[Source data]
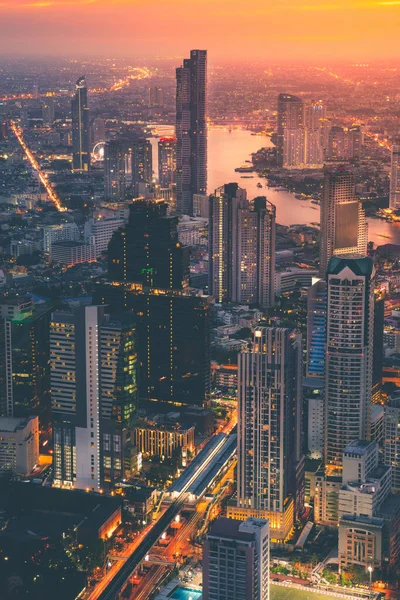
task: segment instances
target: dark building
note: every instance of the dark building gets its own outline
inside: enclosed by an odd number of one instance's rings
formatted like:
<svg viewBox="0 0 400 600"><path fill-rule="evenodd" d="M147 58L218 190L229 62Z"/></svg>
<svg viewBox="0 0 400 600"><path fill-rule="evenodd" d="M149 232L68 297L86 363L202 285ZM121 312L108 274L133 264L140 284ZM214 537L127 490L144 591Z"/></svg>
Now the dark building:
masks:
<svg viewBox="0 0 400 600"><path fill-rule="evenodd" d="M50 421L48 304L28 296L0 301L0 416Z"/></svg>
<svg viewBox="0 0 400 600"><path fill-rule="evenodd" d="M135 196L143 193L143 187L153 179L153 151L149 140L137 140L131 146L132 187Z"/></svg>
<svg viewBox="0 0 400 600"><path fill-rule="evenodd" d="M207 51L192 50L176 70L176 206L193 215L207 192Z"/></svg>
<svg viewBox="0 0 400 600"><path fill-rule="evenodd" d="M50 325L53 478L100 491L130 474L137 351L130 315L56 312Z"/></svg>
<svg viewBox="0 0 400 600"><path fill-rule="evenodd" d="M176 138L162 137L158 142L158 181L162 188L175 183Z"/></svg>
<svg viewBox="0 0 400 600"><path fill-rule="evenodd" d="M178 240L178 217L167 216L166 202L136 200L129 223L108 247L111 281L180 290L189 282L188 248Z"/></svg>
<svg viewBox="0 0 400 600"><path fill-rule="evenodd" d="M119 202L125 198L125 154L124 144L110 140L104 146L104 198Z"/></svg>
<svg viewBox="0 0 400 600"><path fill-rule="evenodd" d="M72 110L72 169L90 169L89 107L86 79L80 77L71 102Z"/></svg>
<svg viewBox="0 0 400 600"><path fill-rule="evenodd" d="M211 298L188 287L187 248L165 202L138 200L109 244L109 282L95 302L129 311L139 341L142 400L198 405L210 397Z"/></svg>
<svg viewBox="0 0 400 600"><path fill-rule="evenodd" d="M372 401L381 402L383 371L383 327L385 322L385 295L375 292L374 304L374 349L372 363Z"/></svg>

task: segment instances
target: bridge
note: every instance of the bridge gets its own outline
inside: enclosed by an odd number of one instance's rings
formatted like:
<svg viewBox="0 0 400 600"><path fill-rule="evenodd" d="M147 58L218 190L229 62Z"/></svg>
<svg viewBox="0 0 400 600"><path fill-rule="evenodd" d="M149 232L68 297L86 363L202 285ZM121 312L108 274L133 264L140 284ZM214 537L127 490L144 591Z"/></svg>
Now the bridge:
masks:
<svg viewBox="0 0 400 600"><path fill-rule="evenodd" d="M137 569L140 563L150 554L151 548L156 544L163 532L169 527L176 515L188 502L190 495L197 498L204 494L216 475L225 467L232 455L236 452L236 433L217 434L211 438L203 450L185 469L181 477L171 486L169 492L174 500L167 510L154 523L148 533L142 539L140 545L135 548L125 563L113 576L111 581L104 581L96 589L93 597L99 600L115 600L124 587L125 583ZM199 494L199 495L198 495ZM100 592L100 593L99 593ZM92 598L92 596L90 596Z"/></svg>

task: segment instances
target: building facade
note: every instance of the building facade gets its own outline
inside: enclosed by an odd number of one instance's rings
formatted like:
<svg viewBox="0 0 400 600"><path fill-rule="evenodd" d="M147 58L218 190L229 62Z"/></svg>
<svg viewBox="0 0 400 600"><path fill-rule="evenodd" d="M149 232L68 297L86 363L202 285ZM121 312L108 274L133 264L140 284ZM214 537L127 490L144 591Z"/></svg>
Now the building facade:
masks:
<svg viewBox="0 0 400 600"><path fill-rule="evenodd" d="M125 154L124 144L118 140L104 146L104 198L111 202L125 198Z"/></svg>
<svg viewBox="0 0 400 600"><path fill-rule="evenodd" d="M88 306L50 327L54 484L100 491L129 471L137 401L135 328Z"/></svg>
<svg viewBox="0 0 400 600"><path fill-rule="evenodd" d="M193 215L207 193L207 51L192 50L176 70L176 208Z"/></svg>
<svg viewBox="0 0 400 600"><path fill-rule="evenodd" d="M38 464L38 417L0 417L0 473L30 475Z"/></svg>
<svg viewBox="0 0 400 600"><path fill-rule="evenodd" d="M176 181L176 138L162 137L158 141L158 181L167 188Z"/></svg>
<svg viewBox="0 0 400 600"><path fill-rule="evenodd" d="M217 519L203 550L204 600L269 600L269 523Z"/></svg>
<svg viewBox="0 0 400 600"><path fill-rule="evenodd" d="M89 171L90 169L90 132L89 106L86 79L80 77L76 82L75 94L71 102L72 111L72 169Z"/></svg>
<svg viewBox="0 0 400 600"><path fill-rule="evenodd" d="M398 144L394 144L392 148L389 207L393 210L400 208L400 145Z"/></svg>

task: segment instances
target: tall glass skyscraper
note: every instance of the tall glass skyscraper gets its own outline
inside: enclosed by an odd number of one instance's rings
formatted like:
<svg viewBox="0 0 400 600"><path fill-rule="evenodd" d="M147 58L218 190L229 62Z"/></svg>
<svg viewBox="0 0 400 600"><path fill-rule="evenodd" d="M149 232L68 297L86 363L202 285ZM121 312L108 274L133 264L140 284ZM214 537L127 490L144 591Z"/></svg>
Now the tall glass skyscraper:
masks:
<svg viewBox="0 0 400 600"><path fill-rule="evenodd" d="M394 210L400 208L400 145L392 148L392 164L390 169L389 206Z"/></svg>
<svg viewBox="0 0 400 600"><path fill-rule="evenodd" d="M207 192L207 51L192 50L176 70L176 207L193 214Z"/></svg>
<svg viewBox="0 0 400 600"><path fill-rule="evenodd" d="M325 167L321 200L321 277L325 277L331 256L354 253L365 255L367 242L368 225L355 193L351 166Z"/></svg>
<svg viewBox="0 0 400 600"><path fill-rule="evenodd" d="M112 202L125 199L125 154L122 142L110 140L104 146L104 198Z"/></svg>
<svg viewBox="0 0 400 600"><path fill-rule="evenodd" d="M90 169L89 107L86 79L79 77L71 102L72 112L72 169Z"/></svg>

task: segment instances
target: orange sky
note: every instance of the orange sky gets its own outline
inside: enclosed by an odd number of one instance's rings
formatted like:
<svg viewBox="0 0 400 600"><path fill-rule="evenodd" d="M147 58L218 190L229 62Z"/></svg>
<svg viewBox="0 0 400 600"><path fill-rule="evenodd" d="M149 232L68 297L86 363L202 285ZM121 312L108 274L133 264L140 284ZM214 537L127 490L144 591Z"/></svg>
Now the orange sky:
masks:
<svg viewBox="0 0 400 600"><path fill-rule="evenodd" d="M400 0L0 0L0 52L400 57Z"/></svg>

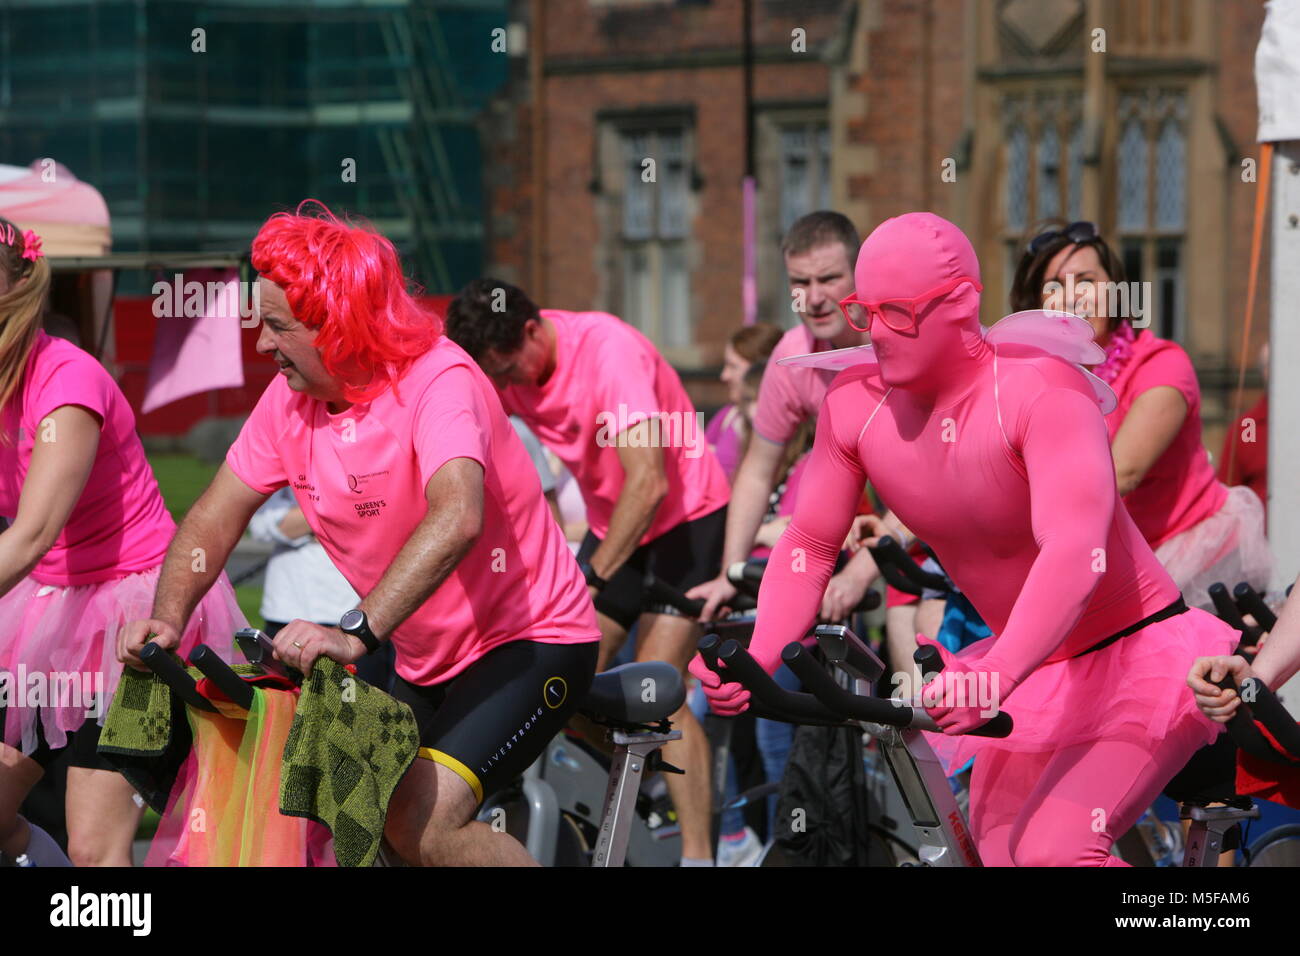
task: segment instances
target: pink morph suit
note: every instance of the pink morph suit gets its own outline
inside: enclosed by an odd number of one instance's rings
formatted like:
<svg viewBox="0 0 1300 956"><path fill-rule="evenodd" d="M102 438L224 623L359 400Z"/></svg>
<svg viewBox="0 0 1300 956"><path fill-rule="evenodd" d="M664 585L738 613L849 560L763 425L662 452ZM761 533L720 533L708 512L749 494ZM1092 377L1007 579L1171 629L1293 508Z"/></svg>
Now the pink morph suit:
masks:
<svg viewBox="0 0 1300 956"><path fill-rule="evenodd" d="M979 279L966 236L912 213L863 243L857 299L915 298L960 277ZM1192 609L1094 649L1179 598L1116 491L1102 417L1113 397L1065 349L1025 347L1032 323L1020 347L998 344L997 326L986 336L971 283L917 303L904 331L906 310L890 308L889 324L871 323L864 364L827 393L804 479L817 493L800 496L771 556L751 653L772 672L812 626L870 477L993 630L945 653L945 675L976 672L970 686L992 690L1011 736L959 736L990 716L985 697L927 707L946 765L977 757L971 826L985 864L1123 865L1114 840L1218 732L1184 676L1195 658L1229 653L1235 632ZM1037 319L1045 340L1042 323L1082 326ZM743 708L738 685L693 669L715 709Z"/></svg>

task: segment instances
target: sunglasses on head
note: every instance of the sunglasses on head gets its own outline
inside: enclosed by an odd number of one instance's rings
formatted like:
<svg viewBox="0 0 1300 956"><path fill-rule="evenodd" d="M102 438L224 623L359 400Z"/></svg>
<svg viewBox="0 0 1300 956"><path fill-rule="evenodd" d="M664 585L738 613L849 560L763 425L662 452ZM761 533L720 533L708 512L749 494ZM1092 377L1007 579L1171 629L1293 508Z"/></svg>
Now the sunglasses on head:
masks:
<svg viewBox="0 0 1300 956"><path fill-rule="evenodd" d="M1029 254L1031 256L1038 255L1051 243L1060 239L1062 236L1073 243L1080 243L1091 242L1094 239L1099 238L1101 233L1097 231L1097 224L1095 222L1085 222L1083 220L1072 222L1064 229L1051 229L1047 232L1040 232L1038 235L1034 236L1033 239L1029 240Z"/></svg>
<svg viewBox="0 0 1300 956"><path fill-rule="evenodd" d="M895 332L906 332L909 329L916 328L916 307L918 305L931 299L937 299L941 295L947 295L953 289L967 282L974 286L976 292L984 291L984 287L977 280L972 279L970 276L958 276L956 279L950 279L943 285L931 289L923 295L913 296L910 299L880 299L876 302L863 302L857 298L855 292L840 300L840 311L844 313L844 321L848 322L858 332L870 332L871 323L877 318Z"/></svg>

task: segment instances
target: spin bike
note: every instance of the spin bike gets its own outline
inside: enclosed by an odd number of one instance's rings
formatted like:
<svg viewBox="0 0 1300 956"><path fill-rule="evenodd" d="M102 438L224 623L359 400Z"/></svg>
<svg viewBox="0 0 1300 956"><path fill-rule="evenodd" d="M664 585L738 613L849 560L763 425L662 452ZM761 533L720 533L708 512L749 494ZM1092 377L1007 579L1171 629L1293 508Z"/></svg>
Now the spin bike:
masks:
<svg viewBox="0 0 1300 956"><path fill-rule="evenodd" d="M235 641L249 662L261 667L265 673L301 684L300 673L271 656L271 640L261 631L245 628L235 634ZM216 709L199 692L194 678L158 645L146 644L140 659L187 706L205 711ZM231 670L211 648L198 645L191 652L190 662L231 701L245 709L252 707L252 685ZM681 707L685 699L686 688L681 675L671 664L662 661L624 664L597 674L592 680L579 705L579 712L608 729L613 743L613 758L599 771L604 791L603 804L599 811L588 808L595 830L590 865L622 866L629 857L629 843L636 832L633 821L642 777L648 768L657 765L659 748L681 737L680 731L669 726L668 716ZM552 744L552 750L553 747ZM543 760L552 755L552 750L547 751ZM667 765L662 766L670 769ZM553 811L558 803L555 791L548 793L546 787L529 787L527 782L525 779L524 793L531 801L530 809L536 808L542 813ZM548 797L553 801L550 804L546 802ZM485 810L490 809L485 806ZM492 820L488 816L488 822ZM557 844L563 832L555 827L537 827L530 830L525 846L541 862L555 863ZM402 864L385 844L375 865Z"/></svg>
<svg viewBox="0 0 1300 956"><path fill-rule="evenodd" d="M734 638L721 641L716 634L707 635L700 642L700 655L721 680L740 683L749 691L750 708L756 716L796 724L855 726L871 735L915 830L915 865L981 866L948 778L921 734L937 733L938 726L919 707L861 692L879 680L885 668L849 628L821 625L814 634L822 655L851 681L851 687L841 686L798 641L786 645L781 659L811 693L783 690ZM933 647L920 648L916 661L924 674L939 673L943 668ZM999 713L972 733L1005 737L1011 729L1010 715Z"/></svg>
<svg viewBox="0 0 1300 956"><path fill-rule="evenodd" d="M703 610L653 575L646 591L656 607L688 617ZM747 635L754 604L733 603L720 626ZM683 771L659 749L681 737L668 718L685 699L680 673L662 661L597 674L570 728L514 784L490 794L478 819L502 827L543 866L677 865L681 831L663 774Z"/></svg>
<svg viewBox="0 0 1300 956"><path fill-rule="evenodd" d="M1241 632L1241 644L1236 653L1247 660L1252 659L1253 655L1245 654L1242 648L1254 647L1273 630L1277 625L1277 615L1263 596L1244 581L1237 584L1231 593L1222 582L1213 584L1209 594L1216 615ZM1247 623L1246 615L1253 617L1255 623ZM1238 750L1280 766L1295 767L1300 763L1292 756L1300 754L1300 727L1262 681L1249 678L1237 688L1229 676L1220 682L1220 686L1236 690L1241 697L1242 703L1227 724L1227 731ZM1272 741L1261 733L1261 726L1271 735ZM1219 854L1225 850L1231 831L1260 817L1259 807L1250 797L1234 792L1216 802L1223 805L1211 806L1207 801L1196 801L1182 806L1180 818L1191 821L1183 866L1218 866ZM1246 866L1300 866L1300 824L1274 827L1249 846L1243 843L1241 849Z"/></svg>

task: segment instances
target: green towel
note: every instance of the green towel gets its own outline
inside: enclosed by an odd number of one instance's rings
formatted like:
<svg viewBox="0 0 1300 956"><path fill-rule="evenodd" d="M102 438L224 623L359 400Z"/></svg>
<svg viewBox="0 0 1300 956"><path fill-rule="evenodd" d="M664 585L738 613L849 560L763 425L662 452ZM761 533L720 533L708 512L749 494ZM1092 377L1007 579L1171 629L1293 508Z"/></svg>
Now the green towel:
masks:
<svg viewBox="0 0 1300 956"><path fill-rule="evenodd" d="M263 673L251 664L232 669ZM184 706L152 671L128 667L99 738L100 752L159 813L193 743ZM388 801L419 747L409 706L322 657L303 684L285 741L280 812L329 827L339 866L370 866Z"/></svg>
<svg viewBox="0 0 1300 956"><path fill-rule="evenodd" d="M409 706L319 658L285 741L280 812L329 827L339 866L370 866L388 801L419 748Z"/></svg>
<svg viewBox="0 0 1300 956"><path fill-rule="evenodd" d="M186 670L195 680L203 678L197 667ZM236 664L232 670L245 676L263 673L252 664ZM153 671L124 667L99 735L98 751L158 813L166 812L167 797L194 741L184 707Z"/></svg>

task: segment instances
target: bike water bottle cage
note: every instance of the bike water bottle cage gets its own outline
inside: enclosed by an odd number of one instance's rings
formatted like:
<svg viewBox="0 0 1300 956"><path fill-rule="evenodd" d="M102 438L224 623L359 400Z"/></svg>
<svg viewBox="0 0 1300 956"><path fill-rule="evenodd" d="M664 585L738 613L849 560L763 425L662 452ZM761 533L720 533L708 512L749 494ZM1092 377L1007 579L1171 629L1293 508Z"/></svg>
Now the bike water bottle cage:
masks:
<svg viewBox="0 0 1300 956"><path fill-rule="evenodd" d="M840 312L844 314L844 321L859 332L870 332L872 320L877 318L895 332L907 332L916 328L917 306L929 302L931 299L937 299L939 296L947 295L967 282L975 287L976 292L984 291L984 287L980 285L978 279L973 279L970 276L958 276L955 279L948 280L941 286L931 289L929 292L911 298L864 302L857 297L855 292L840 300Z"/></svg>

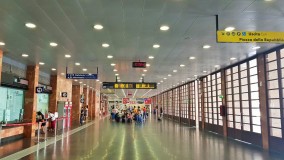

## Assigned task
Output a verbatim copy of the lines from the line containing "Now the green" through the end of the data, both included, without any images.

## Task answer
Now the green towel:
masks:
<svg viewBox="0 0 1300 956"><path fill-rule="evenodd" d="M263 673L251 664L232 669ZM184 706L152 671L128 667L99 738L100 752L159 813L193 743ZM388 801L419 747L409 706L322 657L303 684L285 741L280 812L329 827L339 866L370 866Z"/></svg>
<svg viewBox="0 0 1300 956"><path fill-rule="evenodd" d="M409 706L319 658L285 741L280 812L329 827L339 866L370 866L388 801L419 748Z"/></svg>
<svg viewBox="0 0 1300 956"><path fill-rule="evenodd" d="M186 670L195 680L203 678L197 667ZM236 664L232 670L245 676L263 673L252 664ZM153 671L124 667L99 735L98 751L158 813L166 812L167 797L194 741L184 707Z"/></svg>

task: segment instances
target: bike water bottle cage
note: every instance of the bike water bottle cage gets its own outline
inside: enclosed by an odd number of one instance's rings
formatted like:
<svg viewBox="0 0 1300 956"><path fill-rule="evenodd" d="M102 438L224 623L359 400Z"/></svg>
<svg viewBox="0 0 1300 956"><path fill-rule="evenodd" d="M664 585L738 613L849 560L763 425L662 452ZM761 533L720 533L708 512L749 494ZM1092 377L1007 579L1171 629L1293 508Z"/></svg>
Now the bike water bottle cage:
masks:
<svg viewBox="0 0 1300 956"><path fill-rule="evenodd" d="M840 312L844 314L844 321L859 332L870 332L872 320L877 318L895 332L907 332L916 328L917 306L929 302L931 299L937 299L939 296L947 295L967 282L975 287L976 292L984 291L984 287L980 285L978 279L973 279L970 276L958 276L955 279L948 280L941 286L931 289L929 292L911 298L864 302L857 297L855 292L840 300Z"/></svg>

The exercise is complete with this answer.